EXERCISE REQUIREMENTS>
A - From the article on Disney's Hilton Head time-share plans, write out the passage from "Homeowners Rebuff Disney" up to and including "in Hilton Head.".
B - According to the article on Disney's Hilton Head time-share plans, how many condominiums is the beach property approved for?

PROVIDED TEXT>
[Start of section]

But William Foiles, one of the attorneys hired by the homeowners, said his clients ”are prepared to take whatever legal action is necessary to protect their homes and property.”
To make its case, Disney representatives have recently met with small groups of homeowners, listening to their worries about traffic, security and beach access. ”I think if any of us were residents of that community we’d be concerned,” said Michael Burns, the vacation club’s vice president of sales and new business development. ”But if we’re not there, somebody else is going to be there.”
And Disney’s proposal may be less intrusive than others, he said. The beach property is approved for 120 condominiums, and the builder, Greenwood Development Corp., would likely put up 100 condos in five-story structures, Burns said. Disney proposes 32 fewer units in three- and four-story buildings. ”We feel like we’re bringing less density and a very refined architecture to this site,” Burns said.
The vacation club is preparing a written response to the homeowners’ concerns, Burns said. After that, he hopes the referendum can go before the 500 or so property owners. As Disney spreads resorts away from its property, the company finds that its reputation for doing things in a big way precedes it.
On Hilton Head Island – just as in Vero Beach, where Disney is building its first resort away from its theme parks – some people were worried that the entertainment giant harbored bigger plans for the area. Rumors were flying that the company had bought huge tracts nearby. ”People everywhere we go respect Disney,” Burns said, ”but they fear the magnitude of what we’ve done before. ”They don’t understand this new branch of Disney.”
Meanwhile, plans for that first foray away from home – Disney Vacation Club, Vero Beach – received a boost last Tuesday when the Indian River County Commission approved the master plan. Construction on the 70-acre resort should start in the spring.
Homeowners Rebuff Disney Time Shares
A Beach Community In South Carolina Resists Efforts By The Company To Build Beachfront Units
November 3, 1993 | Sentinel Staff
A small community of affluent homeowners has successfully beaten back a plan by the Disney Vacation Club to build beachfront villas in Hilton Head, S.C.
The oceanside time-share units were to be a key component of Disney’s new Hilton Head resort – only its second such resort outside of Orlando. Vacation Club spokeswoman Keri Lowe said Disney did not consider the loss of the beachfront plans a setback but said it was premature to discuss new options being considered for the Palmetto Dunes development in Hilton Head.

[End of section]

Saved data entries>

[Start of section]

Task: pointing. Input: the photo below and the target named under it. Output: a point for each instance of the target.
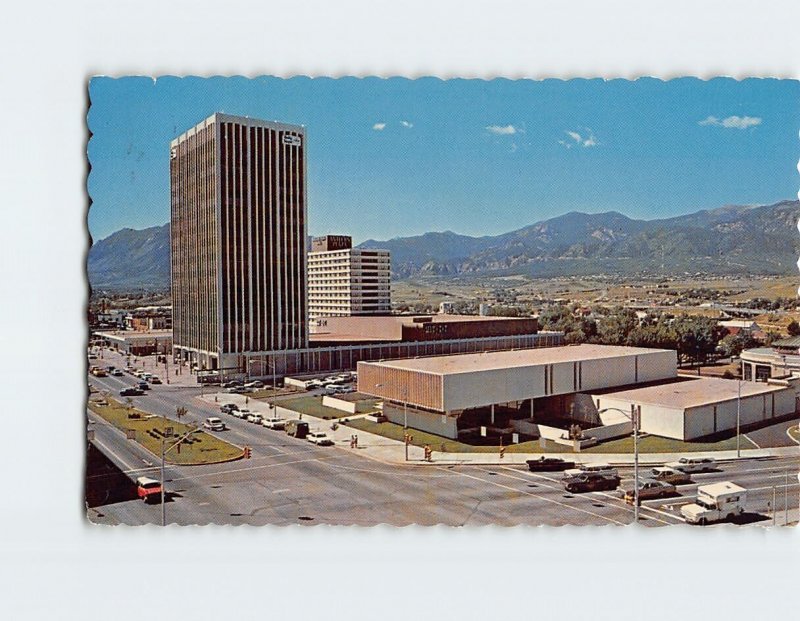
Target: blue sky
(396, 157)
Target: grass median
(199, 448)
(312, 406)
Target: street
(291, 481)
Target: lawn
(647, 444)
(200, 448)
(265, 394)
(312, 406)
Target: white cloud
(732, 122)
(502, 130)
(585, 140)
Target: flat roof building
(344, 281)
(238, 231)
(413, 328)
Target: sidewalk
(393, 451)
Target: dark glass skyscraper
(238, 230)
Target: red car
(148, 489)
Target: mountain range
(734, 239)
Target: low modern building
(547, 392)
(456, 396)
(345, 281)
(141, 343)
(412, 328)
(779, 360)
(692, 408)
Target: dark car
(549, 464)
(591, 482)
(296, 428)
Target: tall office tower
(345, 281)
(238, 230)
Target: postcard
(363, 301)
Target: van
(715, 502)
(296, 428)
(148, 489)
(214, 424)
(604, 469)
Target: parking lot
(292, 480)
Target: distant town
(274, 365)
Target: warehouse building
(692, 408)
(331, 331)
(457, 396)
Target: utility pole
(738, 419)
(635, 412)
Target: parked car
(549, 464)
(648, 489)
(693, 464)
(591, 482)
(296, 428)
(591, 468)
(148, 489)
(319, 438)
(214, 424)
(670, 475)
(273, 423)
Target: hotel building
(344, 281)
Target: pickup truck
(715, 502)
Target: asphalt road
(290, 481)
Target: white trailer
(715, 502)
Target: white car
(274, 423)
(214, 424)
(693, 464)
(319, 438)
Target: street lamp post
(634, 416)
(738, 418)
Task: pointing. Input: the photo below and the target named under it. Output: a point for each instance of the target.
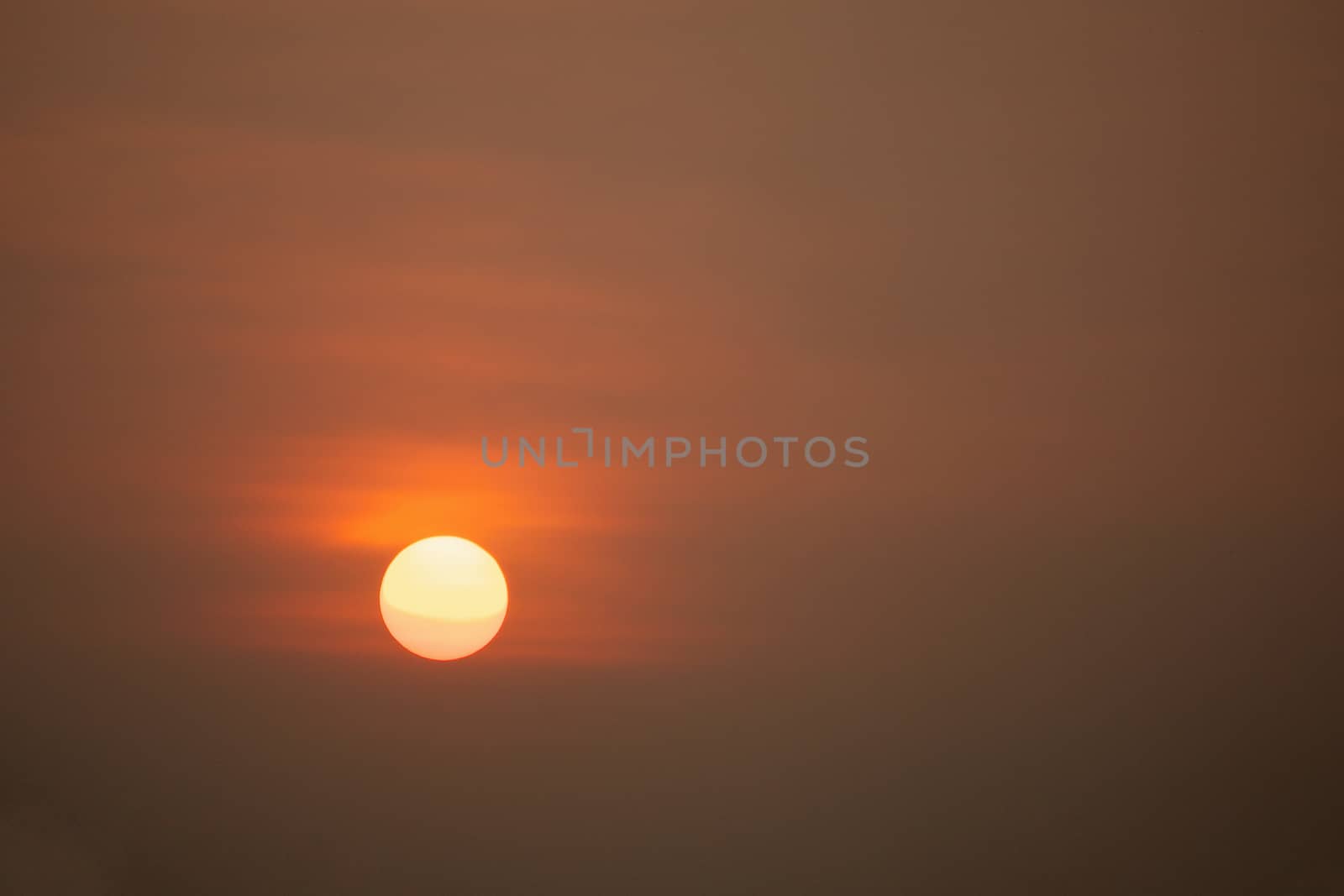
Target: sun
(444, 598)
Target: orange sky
(273, 269)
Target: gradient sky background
(272, 269)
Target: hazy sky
(273, 269)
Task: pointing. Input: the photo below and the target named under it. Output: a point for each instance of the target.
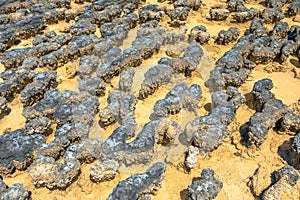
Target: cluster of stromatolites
(31, 74)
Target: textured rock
(138, 185)
(207, 187)
(17, 150)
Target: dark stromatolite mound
(138, 185)
(64, 136)
(247, 15)
(154, 78)
(15, 80)
(3, 105)
(15, 192)
(225, 37)
(206, 188)
(257, 27)
(120, 108)
(39, 125)
(143, 148)
(285, 179)
(261, 93)
(151, 12)
(199, 34)
(17, 150)
(60, 175)
(296, 143)
(65, 107)
(218, 14)
(269, 111)
(290, 122)
(94, 86)
(208, 132)
(294, 8)
(35, 91)
(271, 15)
(179, 15)
(105, 170)
(126, 79)
(181, 96)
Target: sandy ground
(233, 163)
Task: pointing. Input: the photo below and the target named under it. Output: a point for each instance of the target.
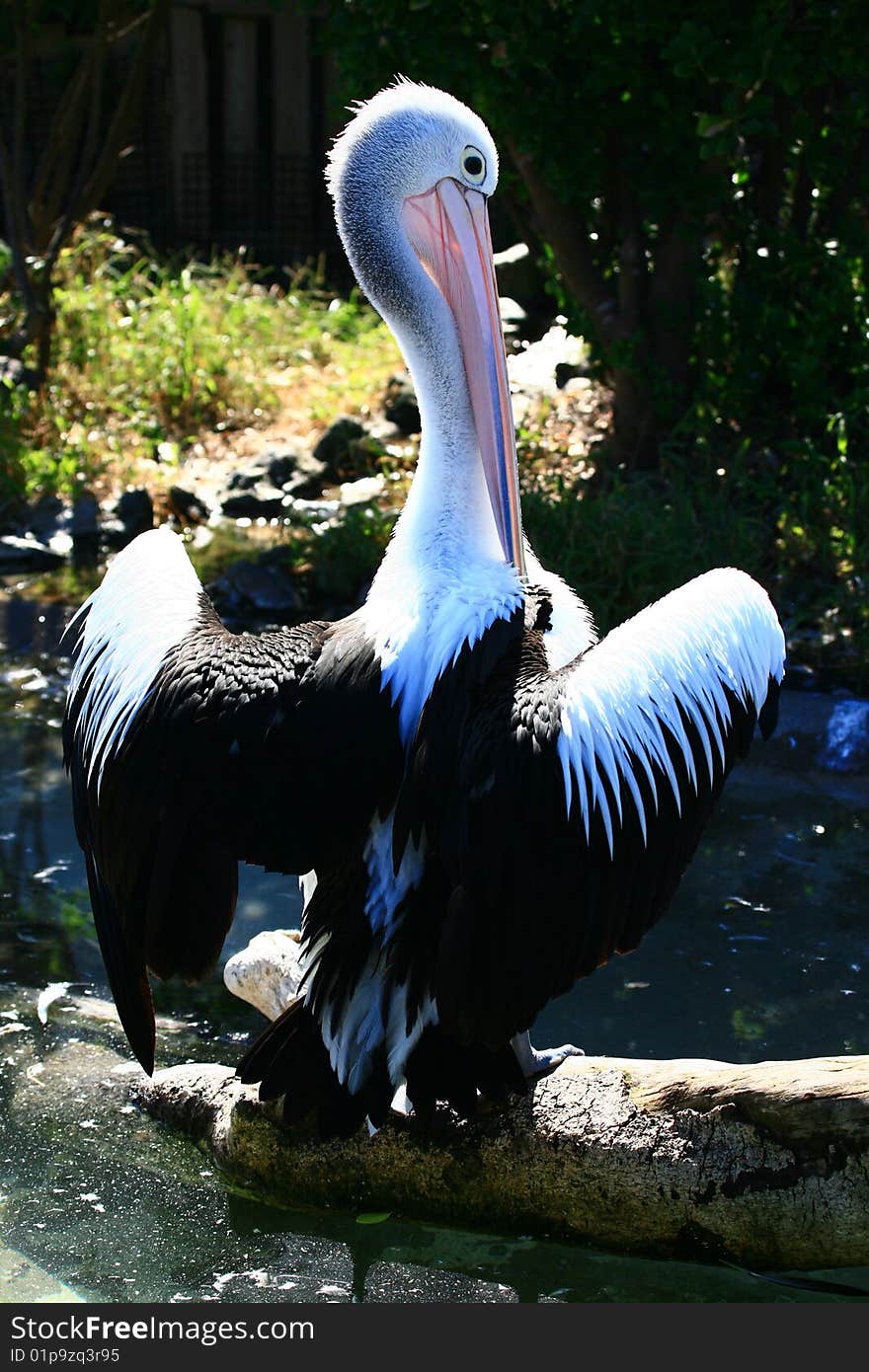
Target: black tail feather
(290, 1059)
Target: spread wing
(572, 801)
(191, 748)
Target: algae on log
(763, 1164)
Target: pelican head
(411, 178)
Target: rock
(257, 589)
(511, 313)
(400, 405)
(361, 492)
(186, 506)
(259, 501)
(306, 479)
(28, 555)
(566, 372)
(14, 372)
(130, 514)
(533, 370)
(259, 490)
(268, 971)
(337, 446)
(85, 531)
(46, 516)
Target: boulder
(187, 506)
(400, 405)
(257, 589)
(28, 555)
(130, 514)
(337, 446)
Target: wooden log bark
(766, 1165)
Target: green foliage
(150, 352)
(722, 151)
(707, 172)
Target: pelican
(486, 802)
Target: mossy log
(766, 1165)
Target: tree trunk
(766, 1165)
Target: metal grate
(266, 203)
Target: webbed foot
(540, 1062)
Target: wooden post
(190, 125)
(292, 136)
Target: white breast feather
(146, 604)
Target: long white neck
(447, 520)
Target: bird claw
(540, 1062)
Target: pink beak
(447, 228)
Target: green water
(762, 955)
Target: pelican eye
(474, 166)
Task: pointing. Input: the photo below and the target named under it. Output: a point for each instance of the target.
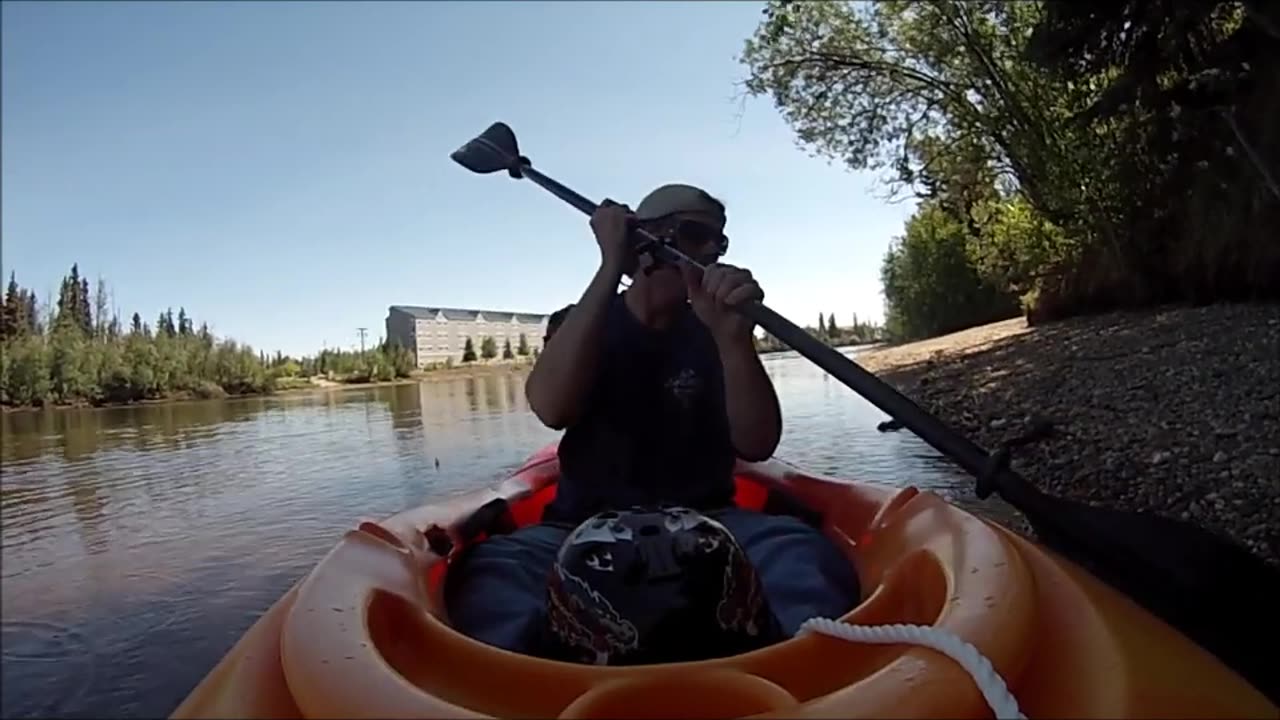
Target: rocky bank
(1169, 410)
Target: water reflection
(140, 542)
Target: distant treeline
(831, 332)
(78, 351)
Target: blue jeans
(497, 592)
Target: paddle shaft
(932, 431)
(1206, 586)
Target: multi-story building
(435, 335)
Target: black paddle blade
(1214, 591)
(490, 151)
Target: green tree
(1128, 164)
(32, 314)
(26, 378)
(931, 286)
(13, 317)
(101, 301)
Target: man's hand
(611, 224)
(714, 292)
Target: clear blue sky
(282, 169)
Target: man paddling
(658, 390)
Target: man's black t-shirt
(654, 429)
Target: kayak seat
(496, 518)
(366, 633)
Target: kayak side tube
(366, 633)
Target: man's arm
(565, 370)
(754, 417)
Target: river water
(138, 543)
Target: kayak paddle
(1210, 588)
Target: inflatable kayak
(959, 618)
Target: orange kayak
(366, 633)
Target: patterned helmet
(654, 586)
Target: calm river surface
(138, 543)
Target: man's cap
(676, 197)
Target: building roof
(467, 314)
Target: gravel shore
(1169, 410)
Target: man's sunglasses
(700, 241)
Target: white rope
(990, 683)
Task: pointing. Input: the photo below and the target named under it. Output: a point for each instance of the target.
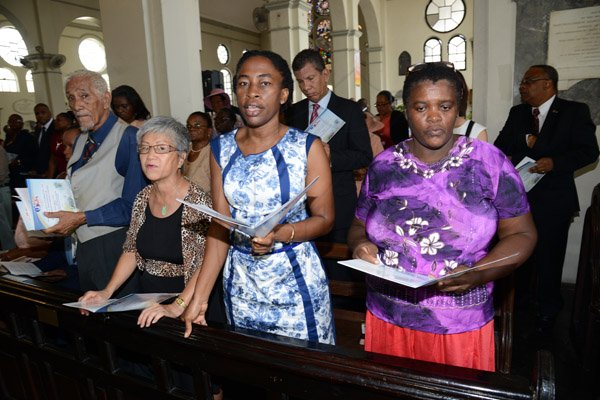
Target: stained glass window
(457, 52)
(12, 46)
(432, 49)
(319, 26)
(8, 81)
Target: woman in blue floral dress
(274, 284)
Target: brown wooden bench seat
(49, 351)
(348, 321)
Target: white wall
(407, 30)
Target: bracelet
(180, 302)
(292, 235)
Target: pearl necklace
(163, 209)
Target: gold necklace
(163, 209)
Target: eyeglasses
(158, 149)
(529, 81)
(197, 125)
(421, 66)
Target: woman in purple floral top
(432, 205)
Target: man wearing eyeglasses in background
(560, 136)
(105, 176)
(348, 150)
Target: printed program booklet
(40, 196)
(530, 179)
(21, 268)
(326, 125)
(133, 301)
(410, 279)
(262, 228)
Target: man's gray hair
(175, 131)
(98, 82)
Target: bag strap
(471, 124)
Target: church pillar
(47, 77)
(154, 46)
(346, 49)
(288, 30)
(376, 68)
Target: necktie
(535, 124)
(89, 149)
(315, 113)
(42, 133)
(536, 120)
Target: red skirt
(474, 349)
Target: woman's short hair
(175, 132)
(280, 65)
(139, 108)
(388, 96)
(204, 116)
(98, 82)
(432, 72)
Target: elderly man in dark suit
(44, 130)
(560, 135)
(350, 147)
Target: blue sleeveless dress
(285, 292)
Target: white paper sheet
(133, 301)
(262, 228)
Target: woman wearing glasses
(432, 205)
(395, 128)
(166, 238)
(197, 163)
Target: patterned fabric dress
(429, 219)
(285, 292)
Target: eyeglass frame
(421, 66)
(197, 125)
(154, 147)
(531, 81)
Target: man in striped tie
(349, 149)
(105, 176)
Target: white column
(346, 63)
(346, 49)
(493, 62)
(288, 30)
(376, 68)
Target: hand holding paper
(262, 228)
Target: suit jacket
(567, 136)
(350, 149)
(43, 149)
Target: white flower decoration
(415, 224)
(406, 163)
(455, 161)
(399, 230)
(428, 174)
(390, 258)
(431, 244)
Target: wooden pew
(48, 351)
(585, 320)
(504, 294)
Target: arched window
(92, 54)
(227, 84)
(432, 49)
(223, 54)
(319, 27)
(457, 52)
(8, 80)
(12, 46)
(29, 82)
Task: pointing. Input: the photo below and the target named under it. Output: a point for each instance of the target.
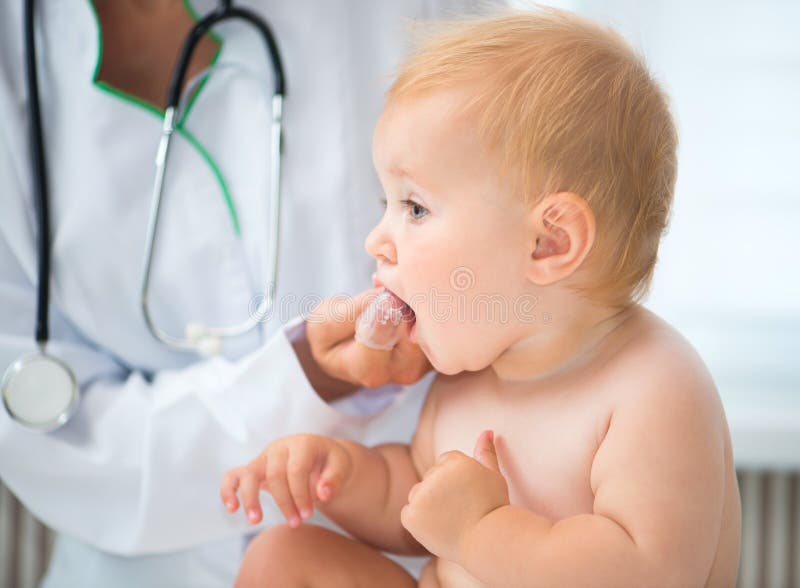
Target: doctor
(153, 421)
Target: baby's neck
(560, 341)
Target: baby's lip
(394, 300)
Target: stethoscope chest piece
(40, 391)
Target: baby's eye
(415, 209)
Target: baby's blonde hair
(566, 105)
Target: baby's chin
(451, 361)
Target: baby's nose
(380, 246)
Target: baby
(571, 438)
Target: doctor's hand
(299, 471)
(453, 496)
(330, 330)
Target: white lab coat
(131, 483)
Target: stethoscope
(39, 390)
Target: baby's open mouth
(404, 312)
(401, 312)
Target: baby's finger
(248, 490)
(279, 488)
(228, 488)
(298, 471)
(332, 476)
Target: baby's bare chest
(545, 442)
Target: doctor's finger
(334, 319)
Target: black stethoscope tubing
(16, 383)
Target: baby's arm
(658, 480)
(362, 489)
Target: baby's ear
(562, 231)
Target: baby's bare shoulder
(655, 363)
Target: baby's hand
(453, 496)
(296, 470)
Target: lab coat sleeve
(137, 469)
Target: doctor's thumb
(485, 452)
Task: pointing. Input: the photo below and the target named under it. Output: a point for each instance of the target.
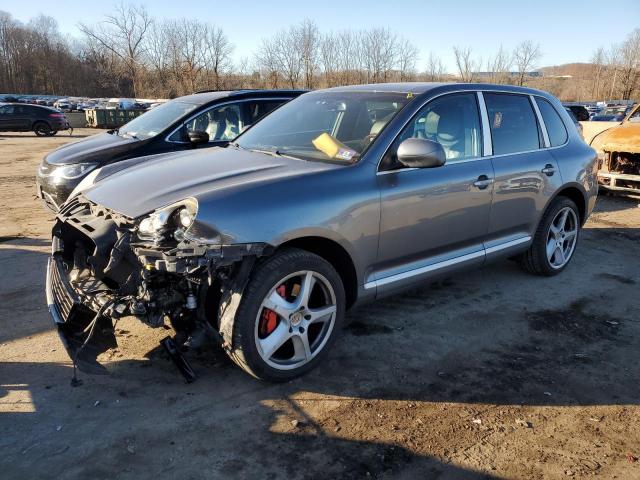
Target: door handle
(548, 170)
(483, 182)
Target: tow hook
(178, 359)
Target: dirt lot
(489, 374)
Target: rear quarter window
(513, 123)
(555, 126)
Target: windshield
(156, 120)
(325, 126)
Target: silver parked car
(337, 198)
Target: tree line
(131, 54)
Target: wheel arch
(336, 255)
(576, 193)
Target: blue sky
(568, 31)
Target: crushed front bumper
(71, 318)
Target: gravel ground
(488, 374)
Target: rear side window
(555, 126)
(513, 123)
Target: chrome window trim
(483, 106)
(445, 263)
(487, 140)
(222, 104)
(509, 244)
(543, 126)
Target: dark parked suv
(43, 121)
(339, 197)
(199, 120)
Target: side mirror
(421, 153)
(197, 137)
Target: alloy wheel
(295, 320)
(561, 238)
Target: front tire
(42, 129)
(289, 316)
(555, 240)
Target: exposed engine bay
(620, 171)
(104, 267)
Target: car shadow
(493, 339)
(59, 134)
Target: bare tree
(329, 59)
(435, 68)
(308, 45)
(629, 64)
(407, 58)
(525, 56)
(379, 53)
(123, 33)
(218, 54)
(467, 66)
(499, 66)
(599, 68)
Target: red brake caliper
(269, 318)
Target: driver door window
(222, 123)
(453, 121)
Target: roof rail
(224, 90)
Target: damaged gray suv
(337, 198)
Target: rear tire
(555, 240)
(42, 129)
(308, 302)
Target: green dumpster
(110, 118)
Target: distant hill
(573, 69)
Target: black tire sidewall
(244, 350)
(41, 129)
(543, 232)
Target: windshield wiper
(274, 153)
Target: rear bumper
(619, 182)
(61, 125)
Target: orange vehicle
(619, 166)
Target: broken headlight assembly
(70, 172)
(170, 222)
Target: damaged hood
(169, 178)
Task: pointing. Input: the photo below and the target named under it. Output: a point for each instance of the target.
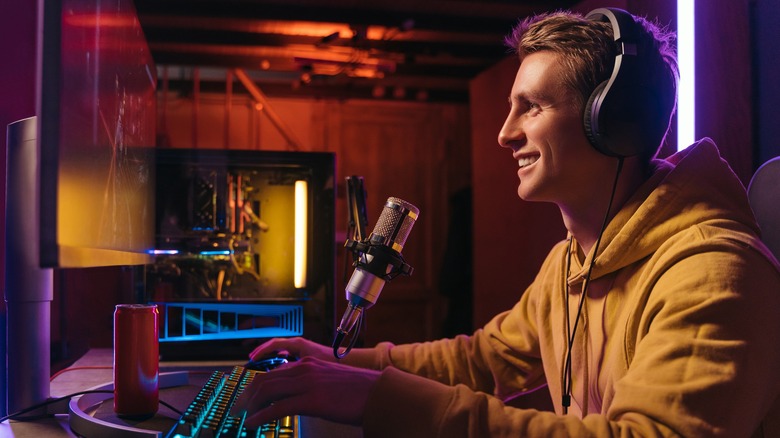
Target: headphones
(623, 116)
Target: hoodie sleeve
(691, 370)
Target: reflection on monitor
(97, 129)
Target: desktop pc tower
(244, 249)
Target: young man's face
(545, 132)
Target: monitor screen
(97, 132)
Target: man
(656, 317)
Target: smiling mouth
(527, 161)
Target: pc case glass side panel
(227, 229)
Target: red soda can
(136, 360)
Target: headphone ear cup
(591, 122)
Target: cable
(567, 377)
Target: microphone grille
(395, 223)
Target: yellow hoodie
(679, 333)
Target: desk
(178, 396)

[End of section]

SOLUTION LIST>
A -
Homeowners Rebuff Disney Time Shares
A Beach Community In South Carolina Resists Efforts By The Company To Build Beachfront Units
November 3, 1993 | Sentinel Staff
A small community of affluent homeowners has successfully beaten back a plan by the Disney Vacation Club to build beachfront villas in Hilton Head, S.C.
The oceanside time-share units were to be a key component of Disney’s new Hilton Head resort – only its second such resort outside of Orlando. Vacation Club spokeswoman Keri Lowe said Disney did not consider the loss of the beachfront plans a setback but said it was premature to discuss new options being considered for the Palmetto Dunes development in Hilton Head.

B - 120 condominiums.